**Written exercise 1**
According to the post on randomized search below, why does grid search often have to be limited to fewer combinations, and what can that cost?

**Provided text**

+--

Expanding your machine learning toolkit: Randomized search, computational budgets, and new algorithms

Introduction

Previously, we wrote about some common trade-offs in machine learning and the importance of tuning models to your specific dataset. We demonstrated how to tune a random forest classifier using grid search, and how cross-validation can help avoid overfitting when tuning hyperparameters (HPs).

In this follow-up post, you'll beef up your machine learning toolbox by trying out some new, broadly-applicable tools. You'll learn a different strategy for traversing hyperparameter space - randomized search - and how to use it to tune two other classification algorithms - a support vector machine and a regularized logistic regression classifier.

We'll keep working with the wine dataset, which contains chemical characteristics of wines of varying quality. As before, our goal is to try to predict a wine's quality from these features.

Here are the things we'll cover in this blog post:

In the next blog post, you will learn how to take these three different tuned machine learning algorithms and combine them to build an aggregate model ensemble. Building ensembles often leads to improved model performance and generalizability. Stay tuned!

Loading and train/test splitting the dataset

You start off by collecting the dataset. We have covered the data loading, preprocessing, and train/test splitting previously, so we won't repeat ourselves here. Also check out this post on using plotly to create exploratory, interactive graphics of the wine dataset features.

You can fetch and format the data as follows:



In [2]:

    
import wget
import pandas as pd
import numpy as np
from sklearn.cross_validation import train_test_split

# Import the dataset
data_url = 'https://raw.githubusercontent.com/nslatysheva/data_science_blogging/master/datasets/wine/winequality-red.csv'
dataset = wget.download(data_url)
dataset = pd.read_csv(dataset, sep=";")

# Using a lambda function to bin quality scores
dataset['quality_is_high'] = dataset.quality.apply(lambda x: 1 if x >= 6 else 0)

# Convert the dataframe to a numpy array and split the
# data into an input matrix X and class label vector y
npArray = np.array(dataset)
X = npArray[:,:-2].astype(float)
y = npArray[:,-1]

# Split into training and test sets
XTrain, XTest, yTrain, yTest = train_test_split(X, y, random_state=1)

Introducing randomized search: comparison with grid search

You have already built a random forest classifier and tuned it using grid search to predict wine quality (here). Grid search is quite commonly used, and is essentially just a method that exhaustively tries out all combinations of manually prespecified HP values and reports the best option (i.e. the one leading to the highest test accuracy). The benefit of this approach is that you thoroughly test out various combinations, but this is of course very computationally expensive. For grid search to be tractable, you often have to restrict the number of combinations, which can severely limit how well you explore hyperparameter space and lead to you overlooking regions where accuracy would be highest.

Another way to search through hyperparameter space to find optima is via randomized search. In randomized search, you sample HP values a certain number of times from some distribution which you prespecify in advance. So unlike grid search, in which you specify particular numbers to combinatorially try out, you instead specify distributions that cover the HP space you want to explore. For example, you might specify a standard normal distribution over an HP if you think reasonable values are roughly centered around 0, or a uniform distribution over some range if you think values within that range are about as likely to be "good". In randomized search, you also specify a n_iter parameter, which acts as a computational budget, controlling how many different parameter settings are tried out in total.

+--

**Written exercise 2**
Arrange the lines of the records as a numbered list, from the line containing "Reviewer note: check that each instance of the dark" through the end of the records, inclusive. Leave out any blank lines and list only those lines.

+--

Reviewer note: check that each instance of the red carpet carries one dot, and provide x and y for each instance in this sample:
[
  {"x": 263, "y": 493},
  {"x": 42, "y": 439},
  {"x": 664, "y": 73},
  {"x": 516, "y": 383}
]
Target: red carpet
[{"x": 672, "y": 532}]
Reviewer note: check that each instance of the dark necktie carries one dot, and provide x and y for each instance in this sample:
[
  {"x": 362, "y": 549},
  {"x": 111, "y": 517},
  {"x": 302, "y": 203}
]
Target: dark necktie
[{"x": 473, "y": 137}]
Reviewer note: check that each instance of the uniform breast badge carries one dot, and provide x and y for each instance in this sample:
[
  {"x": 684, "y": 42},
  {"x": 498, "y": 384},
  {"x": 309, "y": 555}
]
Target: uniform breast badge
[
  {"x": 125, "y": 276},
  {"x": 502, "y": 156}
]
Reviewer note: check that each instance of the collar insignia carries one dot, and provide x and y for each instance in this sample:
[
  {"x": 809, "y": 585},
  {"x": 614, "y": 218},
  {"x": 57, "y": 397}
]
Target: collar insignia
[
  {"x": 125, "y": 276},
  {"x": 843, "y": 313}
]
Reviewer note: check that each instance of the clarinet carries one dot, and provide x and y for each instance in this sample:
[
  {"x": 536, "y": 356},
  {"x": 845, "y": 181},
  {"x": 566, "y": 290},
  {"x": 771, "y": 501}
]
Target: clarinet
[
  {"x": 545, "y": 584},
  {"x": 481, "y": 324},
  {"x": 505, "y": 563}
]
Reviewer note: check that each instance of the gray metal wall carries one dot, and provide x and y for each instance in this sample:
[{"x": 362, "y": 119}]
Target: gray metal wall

+--

**Output 1**
Grid search tries every combination of manually prespecified hyperparameter values, which is very computationally expensive. To keep it tractable, the number of combinations often has to be restricted. That can severely limit how well hyperparameter space is explored and lead to overlooking the regions where accuracy would be highest.

**Output 2**
1. Reviewer note: check that each instance of the dark necktie carries one dot, and provide x and y for each instance in this sample:
2. [
3.   {"x": 362, "y": 549},
4.   {"x": 111, "y": 517},
5.   {"x": 302, "y": 203}
6. ]
7. Target: dark necktie
8. [{"x": 473, "y": 137}]
9. Reviewer note: check that each instance of the uniform breast badge carries one dot, and provide x and y for each instance in this sample:
10. [
11.   {"x": 684, "y": 42},
12.   {"x": 498, "y": 384},
13.   {"x": 309, "y": 555}
14. ]
15. Target: uniform breast badge
16. [
17.   {"x": 125, "y": 276},
18.   {"x": 502, "y": 156}
19. ]
20. Reviewer note: check that each instance of the collar insignia carries one dot, and provide x and y for each instance in this sample:
21. [
22.   {"x": 809, "y": 585},
23.   {"x": 614, "y": 218},
24.   {"x": 57, "y": 397}
25. ]
26. Target: collar insignia
27. [
28.   {"x": 125, "y": 276},
29.   {"x": 843, "y": 313}
30. ]
31. Reviewer note: check that each instance of the clarinet carries one dot, and provide x and y for each instance in this sample:
32. [
33.   {"x": 536, "y": 356},
34.   {"x": 845, "y": 181},
35.   {"x": 566, "y": 290},
36.   {"x": 771, "y": 501}
37. ]
38. Target: clarinet
39. [
40.   {"x": 545, "y": 584},
41.   {"x": 481, "y": 324},
42.   {"x": 505, "y": 563}
43. ]
44. Reviewer note: check that each instance of the gray metal wall carries one dot, and provide x and y for each instance in this sample:
45. [{"x": 362, "y": 119}]
46. Target: gray metal wall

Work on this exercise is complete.